--- BEGIN The records ---
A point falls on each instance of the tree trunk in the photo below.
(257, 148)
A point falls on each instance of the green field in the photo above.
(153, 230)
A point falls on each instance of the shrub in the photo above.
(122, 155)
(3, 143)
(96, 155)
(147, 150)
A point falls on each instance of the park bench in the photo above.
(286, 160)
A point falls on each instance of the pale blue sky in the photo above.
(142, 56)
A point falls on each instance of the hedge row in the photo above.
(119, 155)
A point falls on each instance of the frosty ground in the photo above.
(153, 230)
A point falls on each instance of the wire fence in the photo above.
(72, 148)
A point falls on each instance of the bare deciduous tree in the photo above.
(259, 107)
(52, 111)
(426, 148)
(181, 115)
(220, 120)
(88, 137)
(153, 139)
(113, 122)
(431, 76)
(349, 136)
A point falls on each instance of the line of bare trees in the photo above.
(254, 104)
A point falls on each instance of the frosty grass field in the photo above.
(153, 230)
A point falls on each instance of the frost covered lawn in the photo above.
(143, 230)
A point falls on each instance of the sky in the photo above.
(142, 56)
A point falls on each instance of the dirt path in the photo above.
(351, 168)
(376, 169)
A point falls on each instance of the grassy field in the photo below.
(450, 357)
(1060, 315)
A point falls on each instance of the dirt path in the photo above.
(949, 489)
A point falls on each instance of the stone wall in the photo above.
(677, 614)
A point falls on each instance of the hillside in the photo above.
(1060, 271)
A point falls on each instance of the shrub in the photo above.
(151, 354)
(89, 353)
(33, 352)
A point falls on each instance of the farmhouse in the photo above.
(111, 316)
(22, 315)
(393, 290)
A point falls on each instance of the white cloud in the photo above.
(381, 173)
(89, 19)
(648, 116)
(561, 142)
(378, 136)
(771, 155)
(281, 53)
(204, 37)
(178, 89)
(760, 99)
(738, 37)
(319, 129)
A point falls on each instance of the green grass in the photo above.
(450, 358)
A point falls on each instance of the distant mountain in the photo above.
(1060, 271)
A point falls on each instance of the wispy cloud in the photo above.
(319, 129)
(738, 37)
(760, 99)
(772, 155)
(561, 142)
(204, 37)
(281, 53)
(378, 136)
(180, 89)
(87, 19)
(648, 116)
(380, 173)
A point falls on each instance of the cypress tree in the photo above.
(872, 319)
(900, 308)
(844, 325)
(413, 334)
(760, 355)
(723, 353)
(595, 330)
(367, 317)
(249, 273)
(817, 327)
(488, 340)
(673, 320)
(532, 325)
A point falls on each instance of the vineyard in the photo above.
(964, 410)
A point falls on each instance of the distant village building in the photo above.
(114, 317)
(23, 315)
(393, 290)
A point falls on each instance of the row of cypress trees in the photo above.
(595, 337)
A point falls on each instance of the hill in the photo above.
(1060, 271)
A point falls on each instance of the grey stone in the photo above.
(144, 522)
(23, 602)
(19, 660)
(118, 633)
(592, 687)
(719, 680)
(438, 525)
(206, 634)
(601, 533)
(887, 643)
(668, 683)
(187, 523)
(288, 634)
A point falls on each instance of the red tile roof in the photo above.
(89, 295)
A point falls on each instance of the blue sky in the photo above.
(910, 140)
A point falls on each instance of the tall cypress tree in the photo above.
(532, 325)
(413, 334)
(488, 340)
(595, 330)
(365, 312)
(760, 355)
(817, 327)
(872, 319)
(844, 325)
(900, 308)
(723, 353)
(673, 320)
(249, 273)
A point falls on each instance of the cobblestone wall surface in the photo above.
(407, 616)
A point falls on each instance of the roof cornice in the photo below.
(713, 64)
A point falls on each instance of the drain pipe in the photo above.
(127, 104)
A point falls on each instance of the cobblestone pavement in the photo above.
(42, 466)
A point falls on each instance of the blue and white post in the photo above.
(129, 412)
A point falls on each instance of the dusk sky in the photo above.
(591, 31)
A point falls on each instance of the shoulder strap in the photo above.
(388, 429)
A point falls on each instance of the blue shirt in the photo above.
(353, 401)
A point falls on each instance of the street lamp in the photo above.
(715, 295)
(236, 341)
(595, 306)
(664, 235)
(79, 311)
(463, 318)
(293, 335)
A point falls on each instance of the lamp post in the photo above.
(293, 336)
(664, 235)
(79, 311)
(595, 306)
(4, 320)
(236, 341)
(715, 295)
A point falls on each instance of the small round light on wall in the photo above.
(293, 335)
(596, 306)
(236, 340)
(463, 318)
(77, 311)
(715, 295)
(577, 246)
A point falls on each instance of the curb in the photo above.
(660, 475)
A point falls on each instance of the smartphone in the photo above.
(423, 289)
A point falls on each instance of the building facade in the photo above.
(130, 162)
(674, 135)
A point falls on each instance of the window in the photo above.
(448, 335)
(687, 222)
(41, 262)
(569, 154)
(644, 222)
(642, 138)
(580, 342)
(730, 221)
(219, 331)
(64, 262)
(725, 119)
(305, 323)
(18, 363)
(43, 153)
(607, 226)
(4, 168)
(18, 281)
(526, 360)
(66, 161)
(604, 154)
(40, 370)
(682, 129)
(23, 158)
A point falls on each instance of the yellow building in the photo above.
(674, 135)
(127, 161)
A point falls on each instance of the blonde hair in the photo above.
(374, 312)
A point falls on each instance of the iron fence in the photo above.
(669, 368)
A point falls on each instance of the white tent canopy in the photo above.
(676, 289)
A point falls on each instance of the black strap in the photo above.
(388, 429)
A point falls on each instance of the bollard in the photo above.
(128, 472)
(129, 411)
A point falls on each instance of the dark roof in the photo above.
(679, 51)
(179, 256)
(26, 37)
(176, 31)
--- END The records ---
** To be done **
Please edit the data from the line containing "A point falls on each instance of the white tent" through the end, changing "dark roof" to "slate roof" and leaving everything else as it is.

** Task result **
A point falls on each instance of the white tent canopy in the photo above.
(676, 289)
A point falls on each instance of the black strap in the photo above.
(388, 429)
A point falls on each instance of the bollard in the photo above.
(128, 472)
(129, 411)
A point falls on each instance of the slate roof in the photo above.
(679, 51)
(179, 256)
(26, 37)
(176, 31)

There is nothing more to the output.